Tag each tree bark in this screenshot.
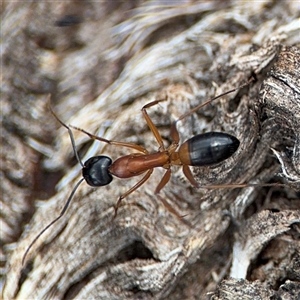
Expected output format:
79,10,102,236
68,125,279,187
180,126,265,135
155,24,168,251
2,2,300,299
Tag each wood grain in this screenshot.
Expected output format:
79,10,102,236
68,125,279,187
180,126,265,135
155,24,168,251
2,2,299,299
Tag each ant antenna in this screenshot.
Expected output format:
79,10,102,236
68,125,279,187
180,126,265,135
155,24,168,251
22,79,256,265
48,97,84,168
22,178,84,266
22,96,85,266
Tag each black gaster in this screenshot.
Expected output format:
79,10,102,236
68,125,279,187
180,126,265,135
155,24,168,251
188,132,240,166
82,156,113,186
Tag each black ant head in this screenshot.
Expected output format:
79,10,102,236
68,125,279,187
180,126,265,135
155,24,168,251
83,156,113,186
22,100,116,267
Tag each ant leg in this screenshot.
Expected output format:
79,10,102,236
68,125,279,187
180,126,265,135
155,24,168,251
156,194,185,219
175,77,255,124
182,165,199,188
141,99,168,151
154,169,185,218
154,168,171,194
49,97,148,154
114,169,153,218
170,122,180,145
155,172,190,219
70,125,148,154
168,78,255,147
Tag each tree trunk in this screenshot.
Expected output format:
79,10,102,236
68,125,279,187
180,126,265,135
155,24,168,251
2,2,300,299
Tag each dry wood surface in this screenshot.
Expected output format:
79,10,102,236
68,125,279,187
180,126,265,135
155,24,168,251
2,1,300,299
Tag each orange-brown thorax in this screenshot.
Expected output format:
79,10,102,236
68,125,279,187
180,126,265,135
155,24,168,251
109,151,180,178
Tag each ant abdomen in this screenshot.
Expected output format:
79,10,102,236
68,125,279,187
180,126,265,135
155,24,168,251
22,80,253,265
178,132,240,166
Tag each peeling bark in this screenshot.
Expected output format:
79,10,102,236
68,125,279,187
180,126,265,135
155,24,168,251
2,2,300,299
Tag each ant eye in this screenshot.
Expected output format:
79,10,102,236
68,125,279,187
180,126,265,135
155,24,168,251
22,80,256,266
83,156,113,186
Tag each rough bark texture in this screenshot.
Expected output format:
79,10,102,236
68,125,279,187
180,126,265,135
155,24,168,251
2,2,300,299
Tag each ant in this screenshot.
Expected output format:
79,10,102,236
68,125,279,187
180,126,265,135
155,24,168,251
22,78,255,265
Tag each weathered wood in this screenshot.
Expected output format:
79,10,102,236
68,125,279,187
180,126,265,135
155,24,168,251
2,2,300,299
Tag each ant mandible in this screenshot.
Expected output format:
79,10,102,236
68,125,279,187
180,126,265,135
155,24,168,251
22,78,254,265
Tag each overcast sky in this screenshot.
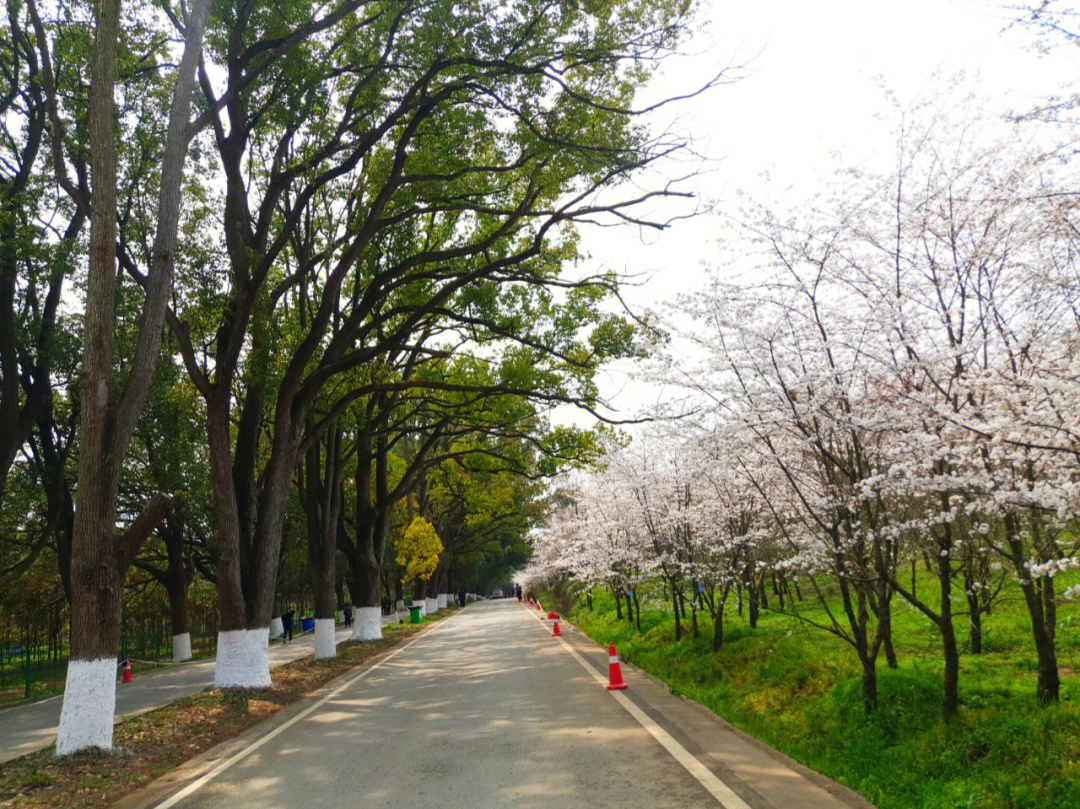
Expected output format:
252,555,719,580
556,0,1080,428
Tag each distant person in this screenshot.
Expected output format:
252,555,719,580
281,608,295,643
344,605,353,627
515,584,523,601
458,590,466,607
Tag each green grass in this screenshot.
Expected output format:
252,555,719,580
552,577,1080,809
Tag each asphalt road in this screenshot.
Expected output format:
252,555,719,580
149,601,873,809
155,600,711,808
0,622,379,763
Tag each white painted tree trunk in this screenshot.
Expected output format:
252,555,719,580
172,632,192,663
353,607,382,641
55,658,117,755
395,599,405,611
269,616,284,638
437,593,447,609
314,618,336,659
424,597,438,615
336,610,345,623
416,601,425,617
214,629,271,688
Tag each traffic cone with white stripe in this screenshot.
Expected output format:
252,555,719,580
535,601,541,612
552,617,561,637
122,659,133,683
606,643,627,690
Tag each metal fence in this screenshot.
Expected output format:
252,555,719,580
0,604,222,703
0,637,66,699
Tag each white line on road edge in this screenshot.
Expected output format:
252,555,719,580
522,605,752,809
151,610,466,809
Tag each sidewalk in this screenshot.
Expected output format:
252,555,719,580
0,619,399,764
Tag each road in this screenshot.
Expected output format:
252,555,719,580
148,600,873,809
0,620,396,764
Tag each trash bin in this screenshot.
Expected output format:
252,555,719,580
409,606,423,624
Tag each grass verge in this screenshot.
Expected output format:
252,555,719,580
0,613,451,809
552,588,1079,809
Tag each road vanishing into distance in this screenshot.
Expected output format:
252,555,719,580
145,600,873,809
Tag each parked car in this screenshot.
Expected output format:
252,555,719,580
490,589,503,599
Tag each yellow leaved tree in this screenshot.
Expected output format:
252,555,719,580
397,517,443,586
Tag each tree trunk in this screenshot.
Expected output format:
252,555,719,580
1033,616,1060,705
1004,516,1059,704
748,584,759,629
56,0,125,756
967,591,983,655
353,550,383,641
860,658,878,713
56,0,210,755
213,428,299,687
671,587,682,640
880,599,898,669
161,508,193,662
941,616,960,716
712,601,724,652
304,425,343,659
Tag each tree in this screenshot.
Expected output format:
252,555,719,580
164,0,709,687
32,0,214,754
0,2,84,586
397,516,442,596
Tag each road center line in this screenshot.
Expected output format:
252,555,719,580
524,605,752,809
152,610,466,809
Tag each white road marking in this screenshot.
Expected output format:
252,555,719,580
523,605,753,809
151,611,466,809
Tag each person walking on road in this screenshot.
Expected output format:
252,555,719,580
344,605,353,627
281,608,295,643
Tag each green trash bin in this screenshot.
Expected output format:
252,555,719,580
409,606,423,624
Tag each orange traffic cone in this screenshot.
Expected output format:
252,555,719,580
552,618,561,637
122,659,133,684
535,601,541,611
606,643,626,690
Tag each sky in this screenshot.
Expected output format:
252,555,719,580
555,0,1080,428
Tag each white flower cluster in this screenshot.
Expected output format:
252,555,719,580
1026,557,1080,580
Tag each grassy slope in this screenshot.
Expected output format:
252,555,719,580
555,574,1080,809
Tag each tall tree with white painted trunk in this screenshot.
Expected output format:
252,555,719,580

* _What needs to be done_
A word-for-word transcription of the entries above, free of images, is what is wanted.

* _Answer space_
Tag each tree bark in this screenshot.
Expected output format:
79,10,102,236
68,125,279,187
180,126,265,135
155,24,168,251
2,2,300,299
Tag each wood grain in this screenshot.
Expected output format:
79,10,102,236
68,125,279,187
180,126,265,135
155,24,168,251
2,2,299,299
Tag each ant antenna in this screenshot.
Expected output format:
79,10,102,236
68,125,279,187
180,126,265,135
155,24,168,251
22,79,256,265
48,97,84,168
22,178,84,266
22,96,85,266
Tag each black gaster in this screenshot.
Expected output format:
79,10,102,236
68,125,279,187
180,126,265,135
155,24,168,251
188,132,240,166
82,156,113,186
Tag each black ant head in this screenshot.
Expected output format:
79,10,102,236
68,125,279,187
180,126,265,135
155,24,168,251
83,156,113,186
22,100,116,267
Tag each ant leg in this screenshot.
Expected output format:
79,10,102,236
68,125,279,187
180,126,265,135
155,24,168,251
156,194,185,219
175,77,255,124
182,165,199,188
141,99,168,151
154,169,185,218
154,168,171,194
49,97,148,154
114,169,153,218
170,122,180,145
155,172,190,219
70,125,148,154
168,78,255,147
Tag each tree trunk in this screenshot.
Expected output format:
79,10,102,236
68,125,279,187
180,126,265,135
155,24,168,251
2,2,300,299
Tag each dry wood surface in this screenshot.
Expected output format:
79,10,102,236
68,125,279,187
180,126,265,135
155,24,168,251
2,1,300,299
Tag each orange-brown thorax in this screenshot.
Expected output format:
79,10,102,236
68,125,279,187
180,126,265,135
155,24,168,251
109,151,180,178
Tag each ant abdomen in this screenshot.
Expected output format:
79,10,102,236
68,125,279,187
180,126,265,135
155,24,168,251
22,80,253,265
178,132,240,166
Tag each peeling bark in this screenshot.
Expected output format:
79,10,102,236
68,125,279,187
180,126,265,135
155,24,168,251
2,2,300,299
Tag each ant eye in this screenshot.
Expected output format:
79,10,102,236
68,125,279,187
180,126,265,135
155,24,168,251
22,80,256,266
83,156,113,186
Tag each rough bark texture in this screenshot.
Expected output format:
79,10,102,236
68,125,279,187
180,126,265,135
155,24,168,251
2,2,300,299
Tag each ant in this screenshot.
Expected output format:
79,10,102,236
68,125,279,187
180,126,265,135
155,24,168,251
22,78,255,265
Tag each weathered wood in this screenshot.
Expected output format:
79,10,102,236
68,125,279,187
180,126,265,135
155,24,168,251
2,2,300,299
Tag each ant mandible in this screenshot.
Expected output format:
79,10,102,236
68,125,279,187
180,126,265,135
155,24,168,251
22,78,254,265
Tag each overcast sky in this screenshot.
Expected output format:
252,555,719,580
556,0,1080,428
Tag each distant person in this screenshot.
Expected output format:
252,555,719,580
281,608,295,643
344,605,353,627
515,584,523,601
458,590,466,607
Tag each green grass in this screenshot.
Expected output format:
252,555,719,580
552,577,1080,809
Tag each asphalt road in this screenshot.
Expected output format:
252,555,719,580
149,601,873,809
155,600,711,808
0,622,379,763
Tag each white painted tree trunk in this screenshot.
Expected output format:
252,555,719,580
172,632,192,663
353,607,382,641
55,658,117,755
395,599,405,611
269,616,284,638
437,593,447,609
314,618,336,659
424,597,438,615
336,610,345,623
416,601,425,617
214,629,271,688
Tag each traffic cone with white stripe in this screenshot.
Expected output format:
252,555,719,580
535,601,541,612
552,617,561,637
122,659,133,683
606,643,627,690
Tag each metal fence in this screenshot.
Expected output format:
252,555,719,580
0,604,222,703
0,637,66,699
Tag each white line on road edge in this screenshot.
Expected output format:
252,555,719,580
522,605,752,809
151,610,466,809
Tag each sidewalk in this screenshot.
Expected output format:
252,555,719,580
0,619,399,764
Tag each road in this screenshot.
Expected output format:
252,555,719,580
148,600,873,809
0,620,396,764
Tag each trash bin in this screenshot.
Expected output format:
252,555,719,580
409,606,423,624
Tag each grass verge in this screenshot.
Expected output format:
252,555,719,580
0,613,451,809
552,588,1079,809
Tag each road vanishing into distance in this screenshot.
Expected output format:
252,555,719,580
145,600,873,809
Tag each parked car in this screenshot.
Expected output format:
252,555,719,580
490,589,503,599
Tag each yellow leaved tree in this screenshot.
Expected output format:
252,555,719,580
397,517,443,586
Tag each tree trunk in this screenshot.
Expected output format:
252,555,719,580
1033,616,1060,705
1004,516,1059,704
748,584,759,629
56,0,125,756
967,591,983,655
353,550,383,641
860,658,878,713
56,0,210,755
213,428,299,687
671,587,682,640
880,599,898,669
161,508,193,662
941,616,960,716
712,601,724,652
304,425,343,659
Tag each tree in this screenshot.
Expected output format:
252,555,719,580
164,0,709,687
32,0,214,754
0,2,84,586
397,516,442,596
Tag each road center line in this screenshot.
Expected output format:
252,555,719,580
524,605,752,809
152,610,466,809
Tag each white road marking in this screenshot.
Expected output format:
252,555,719,580
523,605,753,809
151,611,466,809
Tag each person walking on road in this screenshot.
Expected output format:
252,555,719,580
344,605,353,627
281,608,295,643
Tag each green trash bin in this screenshot.
Expected output format:
252,555,719,580
409,606,423,624
Tag each orange traffic cone in this screenshot.
Expected output format:
252,555,719,580
552,618,561,637
122,659,133,684
535,601,541,611
606,643,626,690
Tag each sky in this screenshot.
Expected output format:
252,555,719,580
555,0,1080,428
Tag each white flower cluster in this screenshot.
Expected output format:
252,555,719,580
1026,557,1080,580
Tag each grassy slope in this screenshot.
Expected output format:
252,555,719,580
555,574,1080,809
Tag each tall tree with white painted trunk in this screenshot.
Expected output format:
252,555,719,580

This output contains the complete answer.